*** Exercise input Section Begins ***

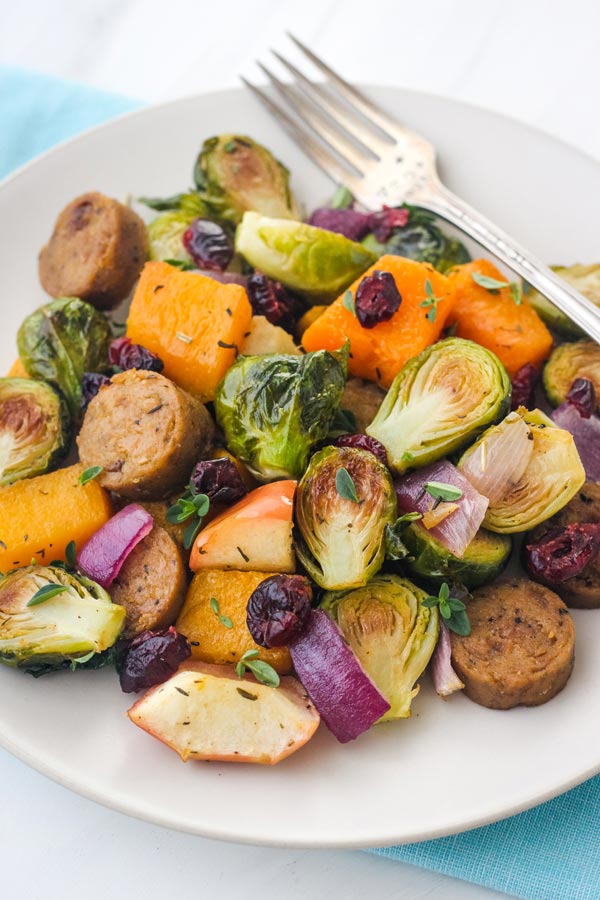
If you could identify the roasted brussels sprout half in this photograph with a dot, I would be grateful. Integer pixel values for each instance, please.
(422, 240)
(568, 362)
(60, 341)
(551, 478)
(392, 634)
(586, 280)
(34, 428)
(275, 408)
(49, 617)
(343, 504)
(317, 263)
(482, 561)
(235, 174)
(439, 401)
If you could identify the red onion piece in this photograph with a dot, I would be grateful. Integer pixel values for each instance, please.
(445, 679)
(499, 461)
(586, 434)
(458, 529)
(335, 681)
(102, 557)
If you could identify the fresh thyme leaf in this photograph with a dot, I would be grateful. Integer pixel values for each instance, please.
(345, 486)
(46, 592)
(440, 491)
(89, 474)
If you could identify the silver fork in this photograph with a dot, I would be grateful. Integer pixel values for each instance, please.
(360, 145)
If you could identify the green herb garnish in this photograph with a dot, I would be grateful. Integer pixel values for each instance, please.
(452, 610)
(262, 671)
(431, 302)
(89, 474)
(224, 620)
(345, 486)
(46, 593)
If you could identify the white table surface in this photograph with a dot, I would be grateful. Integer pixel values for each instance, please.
(536, 60)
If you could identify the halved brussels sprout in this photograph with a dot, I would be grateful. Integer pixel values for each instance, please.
(165, 235)
(235, 174)
(49, 617)
(343, 504)
(568, 362)
(34, 428)
(392, 634)
(586, 280)
(483, 560)
(275, 408)
(313, 261)
(60, 341)
(439, 401)
(553, 476)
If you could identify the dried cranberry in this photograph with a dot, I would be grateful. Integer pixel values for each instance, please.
(208, 244)
(382, 223)
(219, 479)
(150, 658)
(363, 442)
(278, 608)
(349, 222)
(563, 552)
(524, 384)
(127, 355)
(271, 300)
(582, 395)
(377, 299)
(90, 385)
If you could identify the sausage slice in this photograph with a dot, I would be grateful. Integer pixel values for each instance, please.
(151, 584)
(146, 433)
(521, 648)
(96, 251)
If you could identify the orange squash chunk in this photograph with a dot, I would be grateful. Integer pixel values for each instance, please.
(514, 332)
(379, 353)
(194, 323)
(40, 516)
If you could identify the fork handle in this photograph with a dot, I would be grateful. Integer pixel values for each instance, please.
(569, 301)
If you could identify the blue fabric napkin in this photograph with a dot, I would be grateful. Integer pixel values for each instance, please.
(551, 852)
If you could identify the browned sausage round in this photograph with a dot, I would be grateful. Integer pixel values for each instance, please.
(146, 433)
(151, 584)
(582, 591)
(96, 251)
(521, 648)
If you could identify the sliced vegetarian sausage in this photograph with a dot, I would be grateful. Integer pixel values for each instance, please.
(146, 433)
(583, 590)
(151, 584)
(520, 651)
(96, 251)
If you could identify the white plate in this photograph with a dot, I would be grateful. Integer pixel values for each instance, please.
(453, 765)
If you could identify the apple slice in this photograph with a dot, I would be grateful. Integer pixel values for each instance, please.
(207, 712)
(253, 535)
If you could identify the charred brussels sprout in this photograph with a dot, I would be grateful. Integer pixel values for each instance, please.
(49, 617)
(275, 408)
(551, 478)
(391, 632)
(34, 428)
(312, 261)
(235, 174)
(439, 401)
(586, 280)
(60, 341)
(568, 362)
(482, 561)
(343, 504)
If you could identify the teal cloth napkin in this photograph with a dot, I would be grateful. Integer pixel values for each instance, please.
(551, 852)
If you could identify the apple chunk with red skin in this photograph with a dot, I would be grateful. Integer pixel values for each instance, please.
(255, 534)
(206, 712)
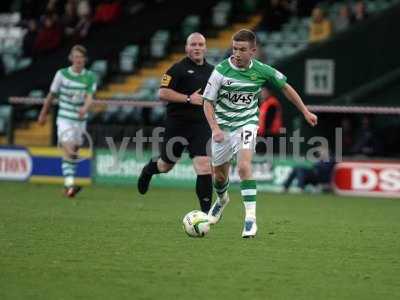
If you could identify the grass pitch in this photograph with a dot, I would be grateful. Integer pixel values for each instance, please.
(111, 243)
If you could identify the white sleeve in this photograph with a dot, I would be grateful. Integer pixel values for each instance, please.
(213, 85)
(55, 85)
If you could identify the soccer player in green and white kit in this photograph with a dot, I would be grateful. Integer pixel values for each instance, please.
(74, 87)
(231, 109)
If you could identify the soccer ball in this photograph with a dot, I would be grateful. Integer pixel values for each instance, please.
(196, 224)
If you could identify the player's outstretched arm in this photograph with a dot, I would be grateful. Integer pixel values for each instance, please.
(295, 98)
(217, 133)
(45, 108)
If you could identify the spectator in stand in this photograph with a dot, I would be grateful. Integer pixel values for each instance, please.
(31, 9)
(30, 37)
(343, 20)
(277, 13)
(49, 36)
(84, 14)
(54, 7)
(107, 12)
(360, 11)
(347, 135)
(320, 26)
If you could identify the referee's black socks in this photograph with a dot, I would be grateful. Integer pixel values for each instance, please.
(204, 191)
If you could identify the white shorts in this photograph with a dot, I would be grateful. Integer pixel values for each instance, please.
(242, 138)
(70, 131)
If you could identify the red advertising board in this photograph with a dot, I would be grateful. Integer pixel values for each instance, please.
(367, 179)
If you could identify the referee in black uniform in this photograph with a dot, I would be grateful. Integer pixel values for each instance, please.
(182, 86)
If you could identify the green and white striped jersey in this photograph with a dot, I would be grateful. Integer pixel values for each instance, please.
(71, 89)
(235, 92)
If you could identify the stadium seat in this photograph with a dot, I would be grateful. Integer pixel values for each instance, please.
(159, 43)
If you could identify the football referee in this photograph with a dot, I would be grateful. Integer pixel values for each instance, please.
(186, 126)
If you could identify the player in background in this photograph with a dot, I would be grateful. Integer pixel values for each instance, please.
(231, 109)
(74, 87)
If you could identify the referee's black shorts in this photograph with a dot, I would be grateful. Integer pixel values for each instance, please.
(195, 137)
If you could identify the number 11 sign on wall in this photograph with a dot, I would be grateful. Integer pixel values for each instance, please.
(320, 77)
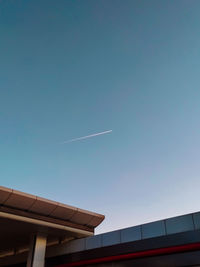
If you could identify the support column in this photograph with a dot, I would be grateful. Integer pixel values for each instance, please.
(36, 256)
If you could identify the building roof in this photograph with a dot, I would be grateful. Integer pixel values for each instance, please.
(22, 215)
(19, 201)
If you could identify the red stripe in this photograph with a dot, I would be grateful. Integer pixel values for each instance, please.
(140, 254)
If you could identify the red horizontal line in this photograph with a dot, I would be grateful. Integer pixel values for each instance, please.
(140, 254)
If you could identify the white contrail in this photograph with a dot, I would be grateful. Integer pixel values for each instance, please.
(87, 136)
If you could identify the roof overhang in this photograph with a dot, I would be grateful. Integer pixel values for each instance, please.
(23, 214)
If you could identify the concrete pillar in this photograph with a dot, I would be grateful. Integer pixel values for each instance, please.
(36, 256)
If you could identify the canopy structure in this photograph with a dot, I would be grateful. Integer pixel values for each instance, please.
(23, 216)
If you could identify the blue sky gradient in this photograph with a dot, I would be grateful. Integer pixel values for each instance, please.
(74, 68)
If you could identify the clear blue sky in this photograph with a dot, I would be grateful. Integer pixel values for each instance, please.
(73, 68)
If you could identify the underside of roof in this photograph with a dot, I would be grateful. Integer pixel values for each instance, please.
(37, 208)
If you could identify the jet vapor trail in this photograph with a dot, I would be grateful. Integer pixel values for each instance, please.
(85, 137)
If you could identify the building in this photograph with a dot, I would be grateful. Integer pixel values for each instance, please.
(39, 232)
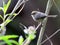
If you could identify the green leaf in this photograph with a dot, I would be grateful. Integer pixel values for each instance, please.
(21, 40)
(1, 8)
(1, 17)
(31, 36)
(5, 6)
(8, 37)
(14, 42)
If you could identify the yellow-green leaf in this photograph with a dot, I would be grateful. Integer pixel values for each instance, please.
(5, 6)
(1, 8)
(8, 37)
(1, 17)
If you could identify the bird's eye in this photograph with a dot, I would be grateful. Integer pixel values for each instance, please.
(33, 13)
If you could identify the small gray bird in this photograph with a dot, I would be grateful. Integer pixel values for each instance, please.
(39, 16)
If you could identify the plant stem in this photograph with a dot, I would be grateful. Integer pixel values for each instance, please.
(51, 36)
(48, 7)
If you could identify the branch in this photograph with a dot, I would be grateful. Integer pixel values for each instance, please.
(51, 36)
(48, 7)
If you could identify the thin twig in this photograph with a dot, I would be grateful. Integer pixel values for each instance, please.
(49, 40)
(48, 7)
(56, 6)
(51, 36)
(26, 42)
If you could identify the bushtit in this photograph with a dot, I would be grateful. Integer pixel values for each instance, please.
(39, 16)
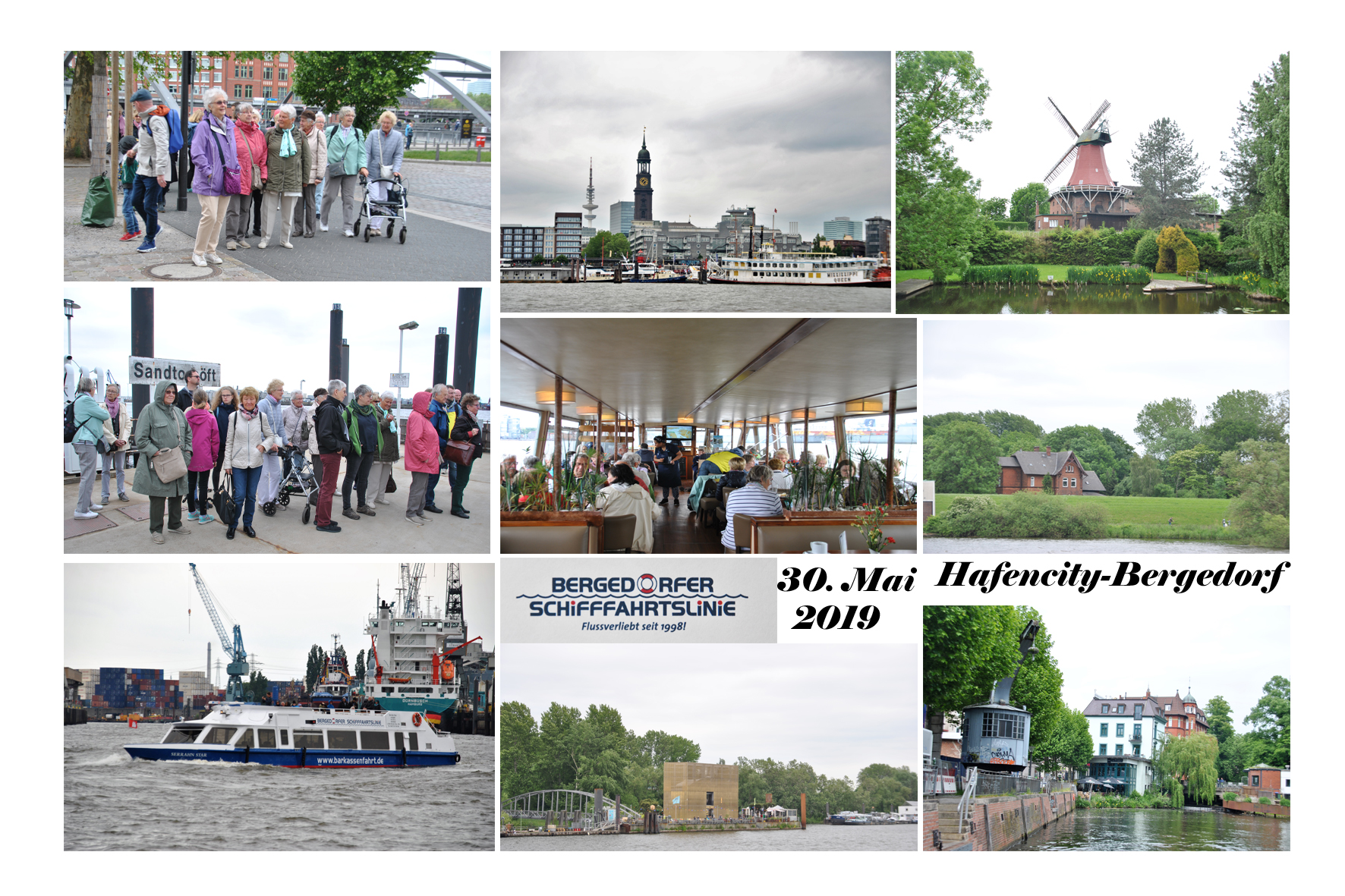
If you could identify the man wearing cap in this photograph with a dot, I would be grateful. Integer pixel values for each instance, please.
(153, 160)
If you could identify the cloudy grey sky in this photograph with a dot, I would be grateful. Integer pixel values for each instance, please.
(1142, 85)
(279, 330)
(1094, 370)
(808, 134)
(779, 701)
(1221, 657)
(135, 615)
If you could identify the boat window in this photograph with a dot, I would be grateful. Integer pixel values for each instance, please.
(183, 735)
(341, 739)
(217, 735)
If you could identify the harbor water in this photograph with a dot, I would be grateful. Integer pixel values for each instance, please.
(1085, 546)
(1091, 299)
(686, 299)
(1158, 829)
(818, 837)
(115, 802)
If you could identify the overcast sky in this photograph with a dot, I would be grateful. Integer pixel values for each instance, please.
(1101, 372)
(808, 134)
(135, 615)
(277, 330)
(1221, 655)
(1142, 85)
(834, 708)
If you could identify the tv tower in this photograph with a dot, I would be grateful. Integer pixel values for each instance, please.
(590, 206)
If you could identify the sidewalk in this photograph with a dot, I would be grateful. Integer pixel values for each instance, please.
(388, 533)
(99, 255)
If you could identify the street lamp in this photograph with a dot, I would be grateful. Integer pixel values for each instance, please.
(401, 338)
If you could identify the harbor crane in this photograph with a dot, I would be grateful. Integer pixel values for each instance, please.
(237, 654)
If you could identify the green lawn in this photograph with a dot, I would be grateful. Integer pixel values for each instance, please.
(452, 155)
(1184, 511)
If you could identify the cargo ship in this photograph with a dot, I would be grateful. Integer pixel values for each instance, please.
(303, 737)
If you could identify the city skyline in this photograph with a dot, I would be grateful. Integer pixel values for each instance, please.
(791, 142)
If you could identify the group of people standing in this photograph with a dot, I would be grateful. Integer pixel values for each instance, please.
(250, 178)
(259, 439)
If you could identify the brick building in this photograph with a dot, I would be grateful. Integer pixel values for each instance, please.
(1028, 471)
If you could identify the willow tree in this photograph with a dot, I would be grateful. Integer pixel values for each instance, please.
(1196, 760)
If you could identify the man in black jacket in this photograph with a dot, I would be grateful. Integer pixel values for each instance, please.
(332, 443)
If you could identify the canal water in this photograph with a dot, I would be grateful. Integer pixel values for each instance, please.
(1158, 829)
(1091, 299)
(818, 837)
(1085, 546)
(115, 802)
(688, 297)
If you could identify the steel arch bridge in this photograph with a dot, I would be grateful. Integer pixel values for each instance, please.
(578, 806)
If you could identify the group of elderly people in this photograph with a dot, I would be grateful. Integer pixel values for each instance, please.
(187, 438)
(295, 170)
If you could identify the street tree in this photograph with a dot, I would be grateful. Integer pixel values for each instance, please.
(367, 80)
(1169, 174)
(1270, 723)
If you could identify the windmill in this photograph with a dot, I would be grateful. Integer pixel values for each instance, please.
(1090, 189)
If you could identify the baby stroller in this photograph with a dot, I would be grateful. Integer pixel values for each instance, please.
(393, 209)
(299, 480)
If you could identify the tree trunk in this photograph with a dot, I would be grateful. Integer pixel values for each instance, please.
(77, 112)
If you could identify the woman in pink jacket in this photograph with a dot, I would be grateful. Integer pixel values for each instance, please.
(252, 149)
(420, 457)
(205, 432)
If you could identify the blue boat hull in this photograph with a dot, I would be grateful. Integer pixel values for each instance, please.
(291, 758)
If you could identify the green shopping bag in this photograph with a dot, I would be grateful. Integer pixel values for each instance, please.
(99, 207)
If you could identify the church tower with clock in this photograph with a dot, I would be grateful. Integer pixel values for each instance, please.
(643, 191)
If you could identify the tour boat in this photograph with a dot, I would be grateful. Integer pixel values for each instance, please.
(799, 268)
(303, 737)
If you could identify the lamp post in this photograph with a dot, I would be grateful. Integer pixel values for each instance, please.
(401, 338)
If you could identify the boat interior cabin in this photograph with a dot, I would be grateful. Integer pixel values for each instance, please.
(827, 404)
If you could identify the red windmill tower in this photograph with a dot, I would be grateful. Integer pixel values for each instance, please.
(1090, 198)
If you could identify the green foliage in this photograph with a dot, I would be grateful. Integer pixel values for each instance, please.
(1024, 514)
(1107, 275)
(1001, 273)
(367, 80)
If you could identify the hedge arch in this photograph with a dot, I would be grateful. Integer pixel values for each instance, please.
(1176, 252)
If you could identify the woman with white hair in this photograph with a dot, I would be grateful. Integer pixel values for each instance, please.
(385, 148)
(288, 160)
(345, 160)
(216, 158)
(250, 151)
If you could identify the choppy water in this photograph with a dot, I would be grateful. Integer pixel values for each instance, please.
(817, 838)
(1091, 299)
(1085, 546)
(1158, 829)
(115, 802)
(688, 297)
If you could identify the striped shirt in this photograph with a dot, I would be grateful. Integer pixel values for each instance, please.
(751, 499)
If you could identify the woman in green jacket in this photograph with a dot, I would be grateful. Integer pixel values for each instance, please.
(346, 156)
(160, 427)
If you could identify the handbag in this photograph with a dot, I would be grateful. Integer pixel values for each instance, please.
(170, 464)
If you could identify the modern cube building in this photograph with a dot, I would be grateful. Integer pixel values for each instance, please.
(700, 790)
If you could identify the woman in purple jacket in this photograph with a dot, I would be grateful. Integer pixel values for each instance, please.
(216, 156)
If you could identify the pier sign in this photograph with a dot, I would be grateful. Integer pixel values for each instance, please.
(148, 372)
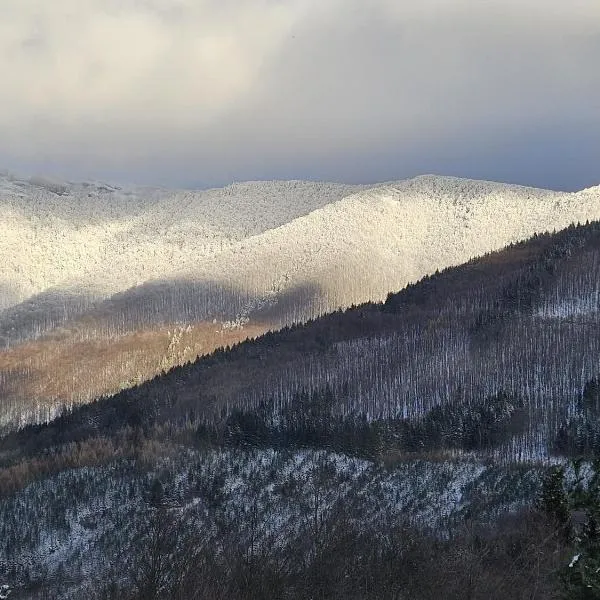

*** Exercise input Section Ends ***

Exercise description
Your copy should hold only the lines from the line with "If you could identify the choppy" through the end of the data above, both ends included, transcribed exactly and without pictures.

Task solution
If you could identify the choppy water in this photograph with a dot, I would be grateful. Integer pixel values for each instance, please.
(817, 838)
(1091, 299)
(1085, 546)
(1158, 829)
(115, 802)
(688, 297)
If you could identify the striped shirt in this photograph with a dot, I would be grateful. Integer pixel values for each instance, please.
(751, 499)
If you could identify the woman in green jacket in this photograph with a dot, I would be grateful. Integer pixel values for each instance, please.
(346, 156)
(160, 427)
If you could identify the handbag in this photograph with a dot, I would be grateful. Integer pixel values for each instance, please.
(170, 464)
If you could identify the modern cube building in this photograph with a dot, I would be grateful. Integer pixel values for each instance, please.
(700, 790)
If you could identify the woman in purple jacket in this photograph with a dot, I would be grateful. Integer pixel values for each instance, please.
(216, 156)
If you could identify the pier sign in this photograph with a dot, I would be grateful. Integer pixel values for each instance, please.
(148, 372)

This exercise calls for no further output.